Texte présenté
+ + + +

L'épidémie de Covid-19 et l'explosion des denrées alimentaires et de l'énergie ont aggravé les inégalités à travers le monde qui ont atteint "des niveaux extrêmes et dangereux" qui accablent les faibles revenus et suscitent un sentiment d'injustice dans les sociétés.
Depuis dix ans, les milliardaires ont doublé leur fortune, tout en étant de plus en plus nombreux. Cette hausse est « six fois plus importante que l’augmentation des richesses des 50% les plus pauvres », précise le rapport, qui ajoute qu’au cours des dix dernières années, « les 1% les plus riches ont capté 74 fois plus de richesses que les 50% les plus pauvres ».
Comme toutes les années, Oxfam, qui réunit 21 organisations à travers le monde, estime que ces inégalités sont « une menace existentielle pour nos sociétés, paralysant notre capacité à endiguer la pauvreté ». « Les inégalités ne font pas qu’augmenter, elles s’accélèrent. Avec, d’une part, l’augmentation de l’extrême pauvreté et, de l’autre, une concentration toujours plus importante des richesses », explique Quentin Parrinello, responsable plaidoyer justice fiscale et inégalités d’Oxfam France et co-auteur du rapport.
La flambée des cours de la Bourse ont favorisé les grandes fortunes, qui ont vu doubler leurs fortunes. Ce qui déséquilibre encore plus l’écart entre pays riches et pays pauvres. En 2022, plusieurs pays africains ont par ailleurs été frappés plus durement que la moyenne mondiale par la forte inflation. « L’inflation du prix des denrées alimentaires en Ethiopie (44%), en Somalie (15%) et au Kenya (12%) [dépasse] celle des pays du G7 (10%) et la moyenne mondiale (9%) », précise le rapport. Dans un tel contexte, la Banque mondiale a annoncé que « l’objectif d’éradication de l’extrême pauvreté à l’horizon 2030 ne pourra pas être atteint », écrit également Oxfam.
Une telle richesse pourrait mettre fin à la pauvreté
Pour Oxfam, la taxation des super-riches est le seul moyen d’éradiquer la pauvreté et la faim dans le monde. Surtout qu’un grand nombre des milliardaires ne paient pratiquement pas d’impôts. Le taux d’imposition réel d’Elon Musk, l’un des hommes les plus riches du monde, ne serait que de 3,2%, et celui de Jeff Bezos, autre milliardaire, serait inférieur à 1% ». Imposer les milliardaires sur leur fortune contribuerait ainsi à lever 1 700 milliards de dollars par an, au niveau mondial, « ce qui permettrait par la suite aux gouvernements de financer des politiques sociales », précise Quentin Parrinello, qui estime que « les inégalités sont un choix politique ». Selon le rapport, cette somme serait « suffisante pour sortir 2 milliards de personnes de la pauvreté ». Parmi les mesures proposées dans le rapport, figurent un impôt exceptionnel sur la fortune, une taxe sur les dividendes et une hausse de l’imposition sur les revenus du travail et du capital des 1% les plus riches.

+ + + +

Objectif visé
Recopiez sans rien changer le passage du texte présenté qui commence à « Comme toutes les » et se termine à « co-auteur du rapport. ».

Informations fournies
+ + + +

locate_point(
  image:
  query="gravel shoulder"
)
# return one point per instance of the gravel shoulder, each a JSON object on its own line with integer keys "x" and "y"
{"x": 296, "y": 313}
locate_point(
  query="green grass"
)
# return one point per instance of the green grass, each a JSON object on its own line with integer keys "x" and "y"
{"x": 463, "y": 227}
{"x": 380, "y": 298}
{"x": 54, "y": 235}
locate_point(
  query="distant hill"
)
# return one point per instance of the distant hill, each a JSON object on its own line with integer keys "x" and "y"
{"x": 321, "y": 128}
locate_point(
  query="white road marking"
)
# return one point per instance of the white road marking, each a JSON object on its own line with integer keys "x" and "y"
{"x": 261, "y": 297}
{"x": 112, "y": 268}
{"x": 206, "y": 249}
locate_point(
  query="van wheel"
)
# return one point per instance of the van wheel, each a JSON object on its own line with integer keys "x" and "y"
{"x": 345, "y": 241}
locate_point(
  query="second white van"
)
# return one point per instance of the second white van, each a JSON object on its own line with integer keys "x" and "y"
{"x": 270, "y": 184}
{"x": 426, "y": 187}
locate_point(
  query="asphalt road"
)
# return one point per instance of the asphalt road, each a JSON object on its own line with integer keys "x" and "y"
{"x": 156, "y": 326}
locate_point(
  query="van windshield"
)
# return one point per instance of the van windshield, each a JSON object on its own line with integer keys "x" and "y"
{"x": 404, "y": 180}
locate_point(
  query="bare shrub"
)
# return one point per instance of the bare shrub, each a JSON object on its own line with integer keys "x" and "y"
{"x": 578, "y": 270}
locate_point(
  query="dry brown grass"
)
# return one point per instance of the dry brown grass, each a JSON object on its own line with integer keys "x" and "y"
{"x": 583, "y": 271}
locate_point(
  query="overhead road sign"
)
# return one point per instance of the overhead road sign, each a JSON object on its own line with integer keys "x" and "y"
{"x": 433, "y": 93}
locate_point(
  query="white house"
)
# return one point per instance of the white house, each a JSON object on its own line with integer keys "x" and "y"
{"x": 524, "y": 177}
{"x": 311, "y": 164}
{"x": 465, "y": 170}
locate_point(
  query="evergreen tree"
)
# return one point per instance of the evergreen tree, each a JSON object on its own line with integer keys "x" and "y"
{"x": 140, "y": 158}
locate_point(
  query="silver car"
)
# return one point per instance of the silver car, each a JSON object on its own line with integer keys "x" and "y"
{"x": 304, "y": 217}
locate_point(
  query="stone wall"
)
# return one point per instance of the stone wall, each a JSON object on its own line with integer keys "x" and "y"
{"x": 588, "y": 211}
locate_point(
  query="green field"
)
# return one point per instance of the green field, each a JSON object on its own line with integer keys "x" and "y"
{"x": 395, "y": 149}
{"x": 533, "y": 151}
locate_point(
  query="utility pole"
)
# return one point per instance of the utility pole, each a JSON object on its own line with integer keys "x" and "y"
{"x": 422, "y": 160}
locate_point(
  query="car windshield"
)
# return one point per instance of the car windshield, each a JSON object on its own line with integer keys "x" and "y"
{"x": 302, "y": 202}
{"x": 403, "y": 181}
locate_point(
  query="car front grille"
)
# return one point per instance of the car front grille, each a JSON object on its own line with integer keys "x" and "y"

+ + + +

Travail réalisé
Comme toutes les années, Oxfam, qui réunit 21 organisations à travers le monde, estime que ces inégalités sont « une menace existentielle pour nos sociétés, paralysant notre capacité à endiguer la pauvreté ». « Les inégalités ne font pas qu’augmenter, elles s’accélèrent. Avec, d’une part, l’augmentation de l’extrême pauvreté et, de l’autre, une concentration toujours plus importante des richesses », explique Quentin Parrinello, responsable plaidoyer justice fiscale et inégalités d’Oxfam France et co-auteur du rapport.